(Excerpts from point annotation data)
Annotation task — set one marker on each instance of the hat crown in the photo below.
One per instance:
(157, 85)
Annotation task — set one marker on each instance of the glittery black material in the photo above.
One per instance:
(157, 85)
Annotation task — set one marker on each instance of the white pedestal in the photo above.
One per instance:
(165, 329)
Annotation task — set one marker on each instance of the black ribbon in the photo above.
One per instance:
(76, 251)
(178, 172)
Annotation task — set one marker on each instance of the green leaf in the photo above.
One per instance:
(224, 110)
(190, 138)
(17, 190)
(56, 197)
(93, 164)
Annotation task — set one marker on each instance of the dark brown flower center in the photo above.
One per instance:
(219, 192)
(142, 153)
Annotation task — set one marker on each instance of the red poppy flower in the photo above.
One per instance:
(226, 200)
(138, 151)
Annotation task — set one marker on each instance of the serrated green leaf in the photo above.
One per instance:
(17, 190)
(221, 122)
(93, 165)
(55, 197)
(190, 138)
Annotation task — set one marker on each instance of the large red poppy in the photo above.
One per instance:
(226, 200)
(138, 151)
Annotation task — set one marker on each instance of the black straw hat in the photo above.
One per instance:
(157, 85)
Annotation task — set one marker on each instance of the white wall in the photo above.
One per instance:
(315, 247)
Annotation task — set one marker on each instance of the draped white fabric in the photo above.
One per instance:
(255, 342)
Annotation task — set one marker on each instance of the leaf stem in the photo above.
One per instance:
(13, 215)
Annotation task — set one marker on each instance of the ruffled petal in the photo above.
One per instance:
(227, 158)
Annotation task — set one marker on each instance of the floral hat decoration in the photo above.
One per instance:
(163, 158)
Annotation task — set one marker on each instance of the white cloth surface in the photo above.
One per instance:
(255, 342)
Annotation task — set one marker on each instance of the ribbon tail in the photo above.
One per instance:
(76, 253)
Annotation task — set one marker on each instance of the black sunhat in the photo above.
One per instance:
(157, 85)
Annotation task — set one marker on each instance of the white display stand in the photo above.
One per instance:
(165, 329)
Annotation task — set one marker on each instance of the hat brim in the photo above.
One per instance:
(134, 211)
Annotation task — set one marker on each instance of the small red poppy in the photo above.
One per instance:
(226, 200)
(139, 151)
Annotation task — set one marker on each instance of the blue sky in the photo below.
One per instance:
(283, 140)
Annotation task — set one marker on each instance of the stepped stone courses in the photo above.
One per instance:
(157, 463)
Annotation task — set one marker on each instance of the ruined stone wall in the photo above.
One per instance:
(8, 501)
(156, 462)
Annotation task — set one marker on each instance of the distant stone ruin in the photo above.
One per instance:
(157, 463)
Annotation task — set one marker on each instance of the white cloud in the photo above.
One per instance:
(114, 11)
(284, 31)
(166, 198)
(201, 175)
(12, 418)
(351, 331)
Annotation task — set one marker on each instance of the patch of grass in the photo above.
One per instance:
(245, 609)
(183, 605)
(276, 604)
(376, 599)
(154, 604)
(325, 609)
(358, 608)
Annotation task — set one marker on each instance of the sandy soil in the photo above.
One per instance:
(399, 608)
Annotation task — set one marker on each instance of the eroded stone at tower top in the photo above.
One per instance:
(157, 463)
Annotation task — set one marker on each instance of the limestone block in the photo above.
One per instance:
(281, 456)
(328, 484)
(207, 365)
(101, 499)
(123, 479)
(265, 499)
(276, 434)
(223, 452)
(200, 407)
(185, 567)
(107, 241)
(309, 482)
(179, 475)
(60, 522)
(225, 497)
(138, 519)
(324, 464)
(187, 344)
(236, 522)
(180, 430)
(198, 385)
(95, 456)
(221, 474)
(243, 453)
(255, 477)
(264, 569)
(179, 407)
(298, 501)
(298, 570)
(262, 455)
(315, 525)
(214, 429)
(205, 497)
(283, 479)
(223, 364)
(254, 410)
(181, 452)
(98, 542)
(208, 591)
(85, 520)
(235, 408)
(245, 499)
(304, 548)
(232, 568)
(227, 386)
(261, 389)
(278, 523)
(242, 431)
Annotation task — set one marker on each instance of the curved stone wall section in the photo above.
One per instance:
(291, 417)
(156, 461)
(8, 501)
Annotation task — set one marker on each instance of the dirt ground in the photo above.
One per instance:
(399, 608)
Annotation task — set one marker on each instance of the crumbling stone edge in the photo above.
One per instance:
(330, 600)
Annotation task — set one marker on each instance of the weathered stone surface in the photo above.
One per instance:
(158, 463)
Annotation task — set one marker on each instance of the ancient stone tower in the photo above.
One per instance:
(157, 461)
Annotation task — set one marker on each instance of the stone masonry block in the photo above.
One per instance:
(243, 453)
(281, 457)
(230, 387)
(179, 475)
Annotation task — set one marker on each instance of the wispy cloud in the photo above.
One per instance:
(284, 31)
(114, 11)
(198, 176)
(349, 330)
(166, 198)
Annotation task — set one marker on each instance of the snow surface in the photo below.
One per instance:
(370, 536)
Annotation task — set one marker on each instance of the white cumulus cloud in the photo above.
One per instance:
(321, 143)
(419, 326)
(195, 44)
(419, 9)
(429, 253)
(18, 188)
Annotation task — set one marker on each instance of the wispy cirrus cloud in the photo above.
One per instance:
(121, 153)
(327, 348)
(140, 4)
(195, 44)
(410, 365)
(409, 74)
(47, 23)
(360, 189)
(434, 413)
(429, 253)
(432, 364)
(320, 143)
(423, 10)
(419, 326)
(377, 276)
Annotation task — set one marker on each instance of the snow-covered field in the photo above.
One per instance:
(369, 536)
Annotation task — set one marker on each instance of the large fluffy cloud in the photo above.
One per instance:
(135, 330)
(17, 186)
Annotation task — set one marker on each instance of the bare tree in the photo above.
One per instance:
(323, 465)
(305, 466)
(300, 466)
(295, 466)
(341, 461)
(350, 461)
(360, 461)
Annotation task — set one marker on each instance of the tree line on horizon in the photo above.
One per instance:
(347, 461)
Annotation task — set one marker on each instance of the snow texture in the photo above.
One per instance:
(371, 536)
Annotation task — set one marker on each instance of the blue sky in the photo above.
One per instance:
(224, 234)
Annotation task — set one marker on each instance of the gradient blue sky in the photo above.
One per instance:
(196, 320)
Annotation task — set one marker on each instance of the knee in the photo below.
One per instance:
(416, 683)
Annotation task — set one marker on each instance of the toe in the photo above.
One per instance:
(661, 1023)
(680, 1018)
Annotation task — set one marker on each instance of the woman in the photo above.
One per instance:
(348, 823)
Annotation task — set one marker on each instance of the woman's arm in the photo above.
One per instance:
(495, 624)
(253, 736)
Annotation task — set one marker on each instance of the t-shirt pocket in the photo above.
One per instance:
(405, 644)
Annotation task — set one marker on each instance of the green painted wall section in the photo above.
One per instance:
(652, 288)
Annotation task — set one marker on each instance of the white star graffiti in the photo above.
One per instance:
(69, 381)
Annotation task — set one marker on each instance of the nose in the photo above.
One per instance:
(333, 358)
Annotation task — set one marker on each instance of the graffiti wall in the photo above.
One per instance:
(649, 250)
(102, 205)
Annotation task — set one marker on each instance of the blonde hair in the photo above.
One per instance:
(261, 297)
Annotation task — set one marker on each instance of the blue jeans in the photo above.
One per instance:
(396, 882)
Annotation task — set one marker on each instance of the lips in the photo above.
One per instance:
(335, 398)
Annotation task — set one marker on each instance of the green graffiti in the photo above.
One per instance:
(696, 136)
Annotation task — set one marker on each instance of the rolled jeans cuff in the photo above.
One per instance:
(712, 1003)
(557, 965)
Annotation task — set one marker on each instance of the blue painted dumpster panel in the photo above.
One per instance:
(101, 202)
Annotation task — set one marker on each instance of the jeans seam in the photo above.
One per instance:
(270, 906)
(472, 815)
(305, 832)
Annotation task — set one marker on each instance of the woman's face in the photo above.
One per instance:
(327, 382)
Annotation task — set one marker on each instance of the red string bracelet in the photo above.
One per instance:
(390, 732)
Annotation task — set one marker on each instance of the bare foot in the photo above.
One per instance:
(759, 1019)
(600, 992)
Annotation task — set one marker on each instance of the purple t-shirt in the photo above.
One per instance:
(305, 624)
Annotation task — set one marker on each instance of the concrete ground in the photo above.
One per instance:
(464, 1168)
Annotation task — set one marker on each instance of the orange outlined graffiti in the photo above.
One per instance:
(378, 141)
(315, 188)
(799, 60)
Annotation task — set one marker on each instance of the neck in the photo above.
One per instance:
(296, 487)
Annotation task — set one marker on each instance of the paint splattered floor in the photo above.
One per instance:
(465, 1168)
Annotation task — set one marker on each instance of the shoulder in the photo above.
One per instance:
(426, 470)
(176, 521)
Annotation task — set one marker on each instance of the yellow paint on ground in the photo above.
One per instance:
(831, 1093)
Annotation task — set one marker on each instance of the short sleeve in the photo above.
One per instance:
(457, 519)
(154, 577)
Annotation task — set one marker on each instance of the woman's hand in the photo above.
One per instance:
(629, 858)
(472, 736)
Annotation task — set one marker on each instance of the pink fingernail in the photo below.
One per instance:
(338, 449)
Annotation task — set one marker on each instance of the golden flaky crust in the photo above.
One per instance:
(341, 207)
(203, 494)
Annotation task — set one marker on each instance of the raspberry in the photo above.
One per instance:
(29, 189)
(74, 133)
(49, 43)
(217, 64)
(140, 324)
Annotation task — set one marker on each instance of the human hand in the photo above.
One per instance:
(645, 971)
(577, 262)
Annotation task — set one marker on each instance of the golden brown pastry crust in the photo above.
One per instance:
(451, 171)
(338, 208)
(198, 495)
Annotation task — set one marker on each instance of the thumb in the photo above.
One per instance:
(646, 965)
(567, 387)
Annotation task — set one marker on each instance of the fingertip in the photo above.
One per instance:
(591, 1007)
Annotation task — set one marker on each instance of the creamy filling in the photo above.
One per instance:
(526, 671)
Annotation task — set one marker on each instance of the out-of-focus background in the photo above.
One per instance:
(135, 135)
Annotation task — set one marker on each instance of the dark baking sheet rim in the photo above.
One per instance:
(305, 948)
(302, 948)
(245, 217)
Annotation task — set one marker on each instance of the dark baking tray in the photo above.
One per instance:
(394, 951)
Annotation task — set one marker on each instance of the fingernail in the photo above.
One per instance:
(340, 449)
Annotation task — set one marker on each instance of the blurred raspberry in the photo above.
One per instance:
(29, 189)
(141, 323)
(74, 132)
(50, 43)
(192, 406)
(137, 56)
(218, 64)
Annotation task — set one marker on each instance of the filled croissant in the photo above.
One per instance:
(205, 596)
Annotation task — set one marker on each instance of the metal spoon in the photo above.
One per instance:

WHAT IS EXPECTED:
Rewrite the items from the line containing "shoulder in the photo above." through the line containing "(831, 1093)", inclusive, changing "yellow" to "white" and leaving everything else as it is.

FINISHED TASK:
Annotation task — set one marker on each instance of the shoulder in the photo above.
One per instance:
(426, 470)
(176, 521)
Annotation task — set one marker on each instance of the white paint on ground in the photo above.
One per instance:
(831, 1093)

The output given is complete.